Task statement. Give back the whole listing exactly as written, pictures excluded.
Information shown START
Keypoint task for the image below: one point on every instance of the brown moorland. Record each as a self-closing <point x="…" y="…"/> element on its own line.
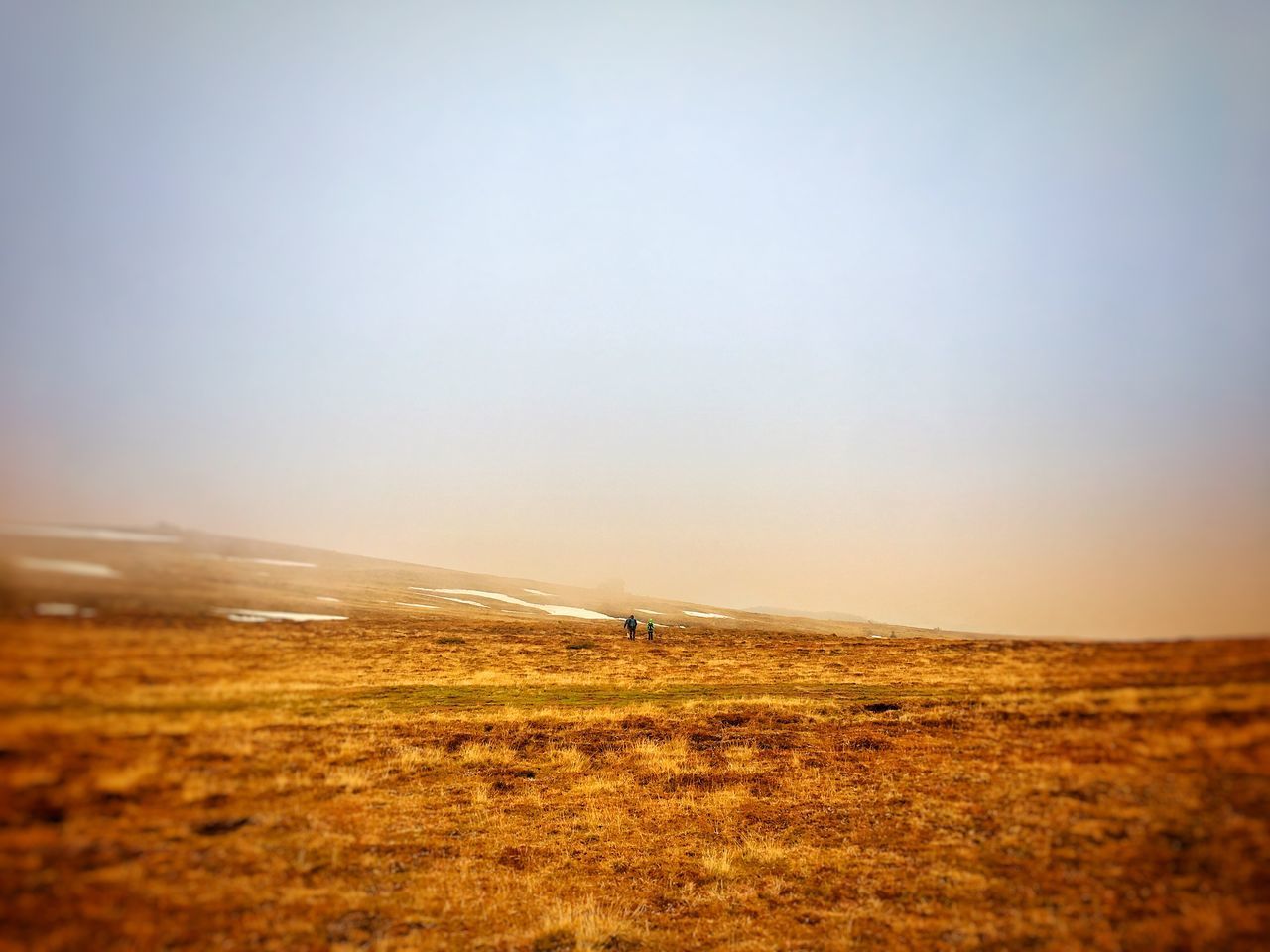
<point x="536" y="783"/>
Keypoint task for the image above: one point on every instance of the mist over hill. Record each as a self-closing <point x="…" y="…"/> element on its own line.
<point x="802" y="613"/>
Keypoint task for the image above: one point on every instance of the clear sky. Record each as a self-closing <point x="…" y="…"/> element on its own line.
<point x="942" y="312"/>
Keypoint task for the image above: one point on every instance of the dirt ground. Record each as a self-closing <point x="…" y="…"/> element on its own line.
<point x="548" y="784"/>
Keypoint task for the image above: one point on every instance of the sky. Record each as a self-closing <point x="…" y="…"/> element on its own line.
<point x="944" y="313"/>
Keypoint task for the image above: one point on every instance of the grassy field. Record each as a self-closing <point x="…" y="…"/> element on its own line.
<point x="516" y="783"/>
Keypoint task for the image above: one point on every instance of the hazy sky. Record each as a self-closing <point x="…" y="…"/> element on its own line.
<point x="945" y="312"/>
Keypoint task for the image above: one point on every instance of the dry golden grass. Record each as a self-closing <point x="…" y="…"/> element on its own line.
<point x="477" y="783"/>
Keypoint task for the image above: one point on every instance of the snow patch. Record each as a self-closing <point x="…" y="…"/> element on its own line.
<point x="64" y="610"/>
<point x="82" y="532"/>
<point x="461" y="601"/>
<point x="63" y="566"/>
<point x="259" y="615"/>
<point x="566" y="611"/>
<point x="285" y="562"/>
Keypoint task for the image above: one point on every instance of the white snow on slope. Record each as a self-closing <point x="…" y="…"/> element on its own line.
<point x="284" y="562"/>
<point x="461" y="601"/>
<point x="64" y="610"/>
<point x="259" y="615"/>
<point x="568" y="611"/>
<point x="82" y="532"/>
<point x="64" y="566"/>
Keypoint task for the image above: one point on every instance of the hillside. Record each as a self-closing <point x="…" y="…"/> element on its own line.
<point x="167" y="570"/>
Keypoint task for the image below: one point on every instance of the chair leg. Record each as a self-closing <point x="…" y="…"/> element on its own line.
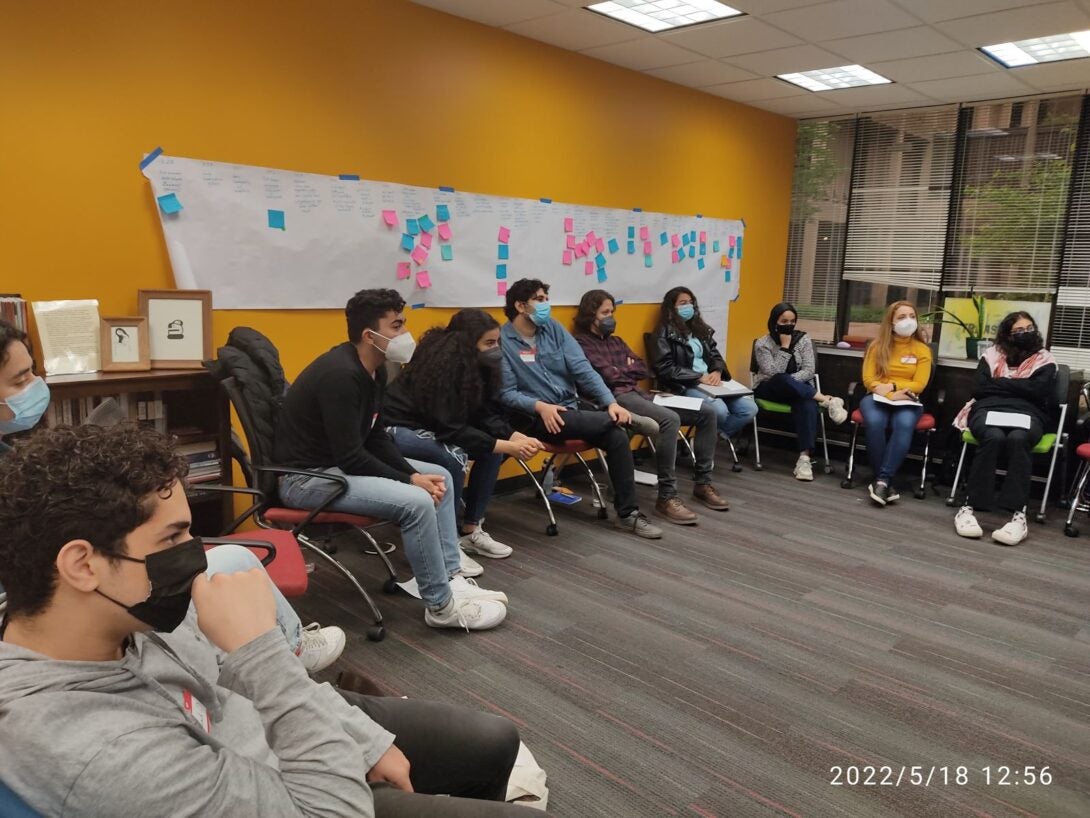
Information shown END
Output for this exercise.
Keypoint task for the image below: one point on every instance of the brown moorland. Record each as a self-closing <point x="…" y="…"/> element on its own line.
<point x="536" y="783"/>
Keypoint task for the image above: one point on every instance of the mist over hill. Record each as a self-closing <point x="…" y="…"/> element on its own line.
<point x="802" y="613"/>
Keypoint task for the image above: one point on every instance of the clear sky. Record each as a self-closing <point x="…" y="…"/> element on its own line.
<point x="942" y="312"/>
Keypoint task for the image above: one point on every instance of the dirt ground. Record each as a self-closing <point x="…" y="…"/> element on its own line.
<point x="548" y="784"/>
Keypoint task for the image above: one point on every instance of the sky. Record each as a self-closing <point x="…" y="…"/> element on its own line.
<point x="944" y="313"/>
Keypoint task for the image above: one point on every instance of the grassy field. Record each as a self-closing <point x="…" y="…"/> element on its own line.
<point x="516" y="783"/>
Keypoint task for the image above: one point on every instance of the hazy sky. Record each as a self-closing <point x="…" y="…"/> element on its own line.
<point x="945" y="312"/>
Keypoint task for the image above: one point on every instance of the dry golden grass. Record each as a self-closing <point x="…" y="…"/> element on its own line.
<point x="477" y="783"/>
Keypoint task for the image above: one point on every instance of the snow patch. Record each as a self-closing <point x="…" y="…"/> element on its own line.
<point x="64" y="610"/>
<point x="82" y="532"/>
<point x="461" y="601"/>
<point x="63" y="566"/>
<point x="259" y="615"/>
<point x="566" y="611"/>
<point x="285" y="562"/>
Keypoint task for the image above: one point on every instance of the white snow on slope. Record each as a self-closing <point x="…" y="…"/> element on its own line.
<point x="284" y="562"/>
<point x="461" y="601"/>
<point x="64" y="610"/>
<point x="259" y="615"/>
<point x="568" y="611"/>
<point x="82" y="532"/>
<point x="64" y="566"/>
Keypoint task for the image above: one point on every instance of the hillside. Record each as a self-closing <point x="…" y="…"/> element on its own line.
<point x="167" y="570"/>
Keypoint task for the image below: one point on every instance of the chair leg. Record each as a self-closing <point x="…" y="…"/> element on its own line.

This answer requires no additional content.